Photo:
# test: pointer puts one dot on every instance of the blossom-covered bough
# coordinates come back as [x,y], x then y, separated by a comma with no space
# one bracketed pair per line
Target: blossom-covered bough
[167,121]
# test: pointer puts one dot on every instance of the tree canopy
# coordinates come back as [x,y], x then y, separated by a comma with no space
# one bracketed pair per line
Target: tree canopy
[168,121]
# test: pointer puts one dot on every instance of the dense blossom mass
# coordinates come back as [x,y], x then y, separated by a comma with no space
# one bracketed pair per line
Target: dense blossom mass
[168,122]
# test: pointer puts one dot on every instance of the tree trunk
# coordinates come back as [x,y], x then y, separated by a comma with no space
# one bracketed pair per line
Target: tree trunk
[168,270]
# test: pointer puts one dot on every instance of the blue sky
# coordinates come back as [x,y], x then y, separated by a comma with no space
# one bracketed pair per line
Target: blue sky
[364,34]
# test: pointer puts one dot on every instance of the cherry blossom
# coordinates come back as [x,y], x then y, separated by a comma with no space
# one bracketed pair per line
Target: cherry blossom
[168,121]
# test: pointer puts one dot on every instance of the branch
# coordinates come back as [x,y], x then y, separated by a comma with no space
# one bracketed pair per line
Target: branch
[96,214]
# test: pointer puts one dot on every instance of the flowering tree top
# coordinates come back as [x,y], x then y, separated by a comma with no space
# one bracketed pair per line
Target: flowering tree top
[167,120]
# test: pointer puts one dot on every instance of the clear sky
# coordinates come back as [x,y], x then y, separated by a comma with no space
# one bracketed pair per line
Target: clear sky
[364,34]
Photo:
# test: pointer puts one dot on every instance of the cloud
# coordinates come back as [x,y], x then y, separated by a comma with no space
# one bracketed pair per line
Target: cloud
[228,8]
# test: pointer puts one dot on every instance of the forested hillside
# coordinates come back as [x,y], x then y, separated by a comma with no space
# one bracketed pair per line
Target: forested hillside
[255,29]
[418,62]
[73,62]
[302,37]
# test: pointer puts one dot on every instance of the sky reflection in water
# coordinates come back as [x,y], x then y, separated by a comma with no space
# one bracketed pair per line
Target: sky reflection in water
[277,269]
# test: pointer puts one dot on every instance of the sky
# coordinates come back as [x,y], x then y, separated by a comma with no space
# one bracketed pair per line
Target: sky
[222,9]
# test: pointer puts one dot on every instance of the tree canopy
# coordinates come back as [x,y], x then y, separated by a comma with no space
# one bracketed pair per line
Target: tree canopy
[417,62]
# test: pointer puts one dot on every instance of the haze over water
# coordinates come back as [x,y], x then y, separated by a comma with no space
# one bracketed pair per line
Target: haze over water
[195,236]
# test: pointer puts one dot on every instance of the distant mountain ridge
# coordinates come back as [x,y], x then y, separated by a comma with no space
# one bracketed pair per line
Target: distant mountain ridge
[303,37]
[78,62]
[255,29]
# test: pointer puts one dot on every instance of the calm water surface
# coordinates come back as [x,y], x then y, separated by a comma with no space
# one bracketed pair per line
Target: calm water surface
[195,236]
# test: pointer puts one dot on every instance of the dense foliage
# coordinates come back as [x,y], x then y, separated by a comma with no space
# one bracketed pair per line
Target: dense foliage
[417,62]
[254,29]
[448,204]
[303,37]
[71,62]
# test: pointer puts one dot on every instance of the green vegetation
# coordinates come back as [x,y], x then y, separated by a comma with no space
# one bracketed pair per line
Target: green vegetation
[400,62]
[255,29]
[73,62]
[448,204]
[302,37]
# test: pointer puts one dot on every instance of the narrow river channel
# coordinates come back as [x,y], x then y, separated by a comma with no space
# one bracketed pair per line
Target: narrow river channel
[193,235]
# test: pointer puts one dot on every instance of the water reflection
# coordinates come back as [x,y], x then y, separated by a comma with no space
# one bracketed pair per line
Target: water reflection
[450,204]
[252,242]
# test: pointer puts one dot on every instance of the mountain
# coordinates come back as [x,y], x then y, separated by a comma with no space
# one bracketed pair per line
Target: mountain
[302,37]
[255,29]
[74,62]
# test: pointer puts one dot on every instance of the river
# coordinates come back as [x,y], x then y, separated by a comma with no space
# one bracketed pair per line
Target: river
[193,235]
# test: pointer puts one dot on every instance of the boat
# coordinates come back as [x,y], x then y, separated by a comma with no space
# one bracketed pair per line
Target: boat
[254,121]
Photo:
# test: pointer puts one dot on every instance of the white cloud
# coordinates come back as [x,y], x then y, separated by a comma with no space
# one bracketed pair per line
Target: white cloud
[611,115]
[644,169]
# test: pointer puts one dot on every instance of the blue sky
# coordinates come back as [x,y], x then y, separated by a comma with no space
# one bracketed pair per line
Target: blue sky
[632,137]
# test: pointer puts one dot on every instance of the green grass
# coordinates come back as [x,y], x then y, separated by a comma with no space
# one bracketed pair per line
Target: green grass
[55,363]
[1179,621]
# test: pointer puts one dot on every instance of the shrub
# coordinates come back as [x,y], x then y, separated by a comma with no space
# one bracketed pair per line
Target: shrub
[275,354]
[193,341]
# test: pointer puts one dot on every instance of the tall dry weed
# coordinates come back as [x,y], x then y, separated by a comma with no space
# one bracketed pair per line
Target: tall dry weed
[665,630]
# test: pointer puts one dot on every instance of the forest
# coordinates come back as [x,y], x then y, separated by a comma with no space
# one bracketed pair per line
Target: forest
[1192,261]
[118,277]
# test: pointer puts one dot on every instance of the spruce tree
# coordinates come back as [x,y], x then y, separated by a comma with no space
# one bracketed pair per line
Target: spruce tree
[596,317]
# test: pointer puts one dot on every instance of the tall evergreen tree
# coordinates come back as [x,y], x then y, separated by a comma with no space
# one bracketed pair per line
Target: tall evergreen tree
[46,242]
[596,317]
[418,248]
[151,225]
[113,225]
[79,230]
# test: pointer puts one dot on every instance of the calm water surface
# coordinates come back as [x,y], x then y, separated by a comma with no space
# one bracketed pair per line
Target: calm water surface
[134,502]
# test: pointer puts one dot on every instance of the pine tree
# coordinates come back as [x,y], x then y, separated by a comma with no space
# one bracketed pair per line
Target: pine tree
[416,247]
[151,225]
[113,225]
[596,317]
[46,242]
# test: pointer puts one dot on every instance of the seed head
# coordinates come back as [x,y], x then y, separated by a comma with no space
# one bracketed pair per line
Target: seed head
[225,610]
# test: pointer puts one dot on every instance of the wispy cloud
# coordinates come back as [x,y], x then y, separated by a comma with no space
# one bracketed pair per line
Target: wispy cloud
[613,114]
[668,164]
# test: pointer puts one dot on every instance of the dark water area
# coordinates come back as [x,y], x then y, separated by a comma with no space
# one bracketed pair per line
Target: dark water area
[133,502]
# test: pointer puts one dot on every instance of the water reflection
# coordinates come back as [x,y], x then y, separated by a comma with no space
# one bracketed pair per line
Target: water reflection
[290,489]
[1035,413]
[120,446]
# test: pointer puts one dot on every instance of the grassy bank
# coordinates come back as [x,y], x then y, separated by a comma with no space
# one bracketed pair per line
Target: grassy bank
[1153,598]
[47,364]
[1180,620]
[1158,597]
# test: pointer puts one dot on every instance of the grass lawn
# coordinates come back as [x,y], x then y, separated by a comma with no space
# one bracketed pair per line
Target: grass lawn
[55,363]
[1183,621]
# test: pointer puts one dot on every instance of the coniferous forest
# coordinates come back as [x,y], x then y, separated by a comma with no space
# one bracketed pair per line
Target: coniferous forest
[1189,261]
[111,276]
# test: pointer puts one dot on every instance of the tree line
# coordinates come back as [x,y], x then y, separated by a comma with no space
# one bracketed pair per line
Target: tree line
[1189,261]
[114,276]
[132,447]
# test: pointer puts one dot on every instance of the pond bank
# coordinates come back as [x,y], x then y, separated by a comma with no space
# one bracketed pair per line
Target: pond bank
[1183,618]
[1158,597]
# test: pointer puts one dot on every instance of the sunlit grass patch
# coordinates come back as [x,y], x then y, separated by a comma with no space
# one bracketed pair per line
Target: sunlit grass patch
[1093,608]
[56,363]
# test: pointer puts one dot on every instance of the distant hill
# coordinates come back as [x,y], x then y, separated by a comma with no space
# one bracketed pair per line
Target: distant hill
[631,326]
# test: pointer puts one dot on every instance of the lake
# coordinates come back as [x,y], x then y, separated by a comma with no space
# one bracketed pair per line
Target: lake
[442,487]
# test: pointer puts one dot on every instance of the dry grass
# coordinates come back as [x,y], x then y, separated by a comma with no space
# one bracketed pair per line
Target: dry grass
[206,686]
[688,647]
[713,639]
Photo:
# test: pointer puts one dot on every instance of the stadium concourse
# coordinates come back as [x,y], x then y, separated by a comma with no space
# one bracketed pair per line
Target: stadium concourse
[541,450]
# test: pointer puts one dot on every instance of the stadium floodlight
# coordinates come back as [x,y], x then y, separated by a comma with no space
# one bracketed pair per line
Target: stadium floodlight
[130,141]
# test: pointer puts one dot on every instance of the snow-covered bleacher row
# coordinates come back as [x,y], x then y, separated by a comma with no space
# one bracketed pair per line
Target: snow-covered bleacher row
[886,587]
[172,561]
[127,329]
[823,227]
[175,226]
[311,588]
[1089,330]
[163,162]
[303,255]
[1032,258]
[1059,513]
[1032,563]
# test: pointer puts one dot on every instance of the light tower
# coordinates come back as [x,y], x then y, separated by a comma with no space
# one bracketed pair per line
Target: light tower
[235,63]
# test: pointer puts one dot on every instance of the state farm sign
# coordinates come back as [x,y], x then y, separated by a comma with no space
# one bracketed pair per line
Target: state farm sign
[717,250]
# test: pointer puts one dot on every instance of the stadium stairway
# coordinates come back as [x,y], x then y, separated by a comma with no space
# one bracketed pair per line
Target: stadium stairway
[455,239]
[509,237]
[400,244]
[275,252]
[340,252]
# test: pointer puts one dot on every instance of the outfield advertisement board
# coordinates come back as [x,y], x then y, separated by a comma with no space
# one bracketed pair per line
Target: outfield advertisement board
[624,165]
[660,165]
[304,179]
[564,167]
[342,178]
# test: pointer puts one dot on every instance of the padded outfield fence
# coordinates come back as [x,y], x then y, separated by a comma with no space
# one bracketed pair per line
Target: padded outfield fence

_ _ _ _ _ _ _

= What you have to do =
For each line above that includes "padded", make a copy.

= Answer box =
# test: pointer puts one dot on every instance of the padded outfield fence
Target: padded outfield fence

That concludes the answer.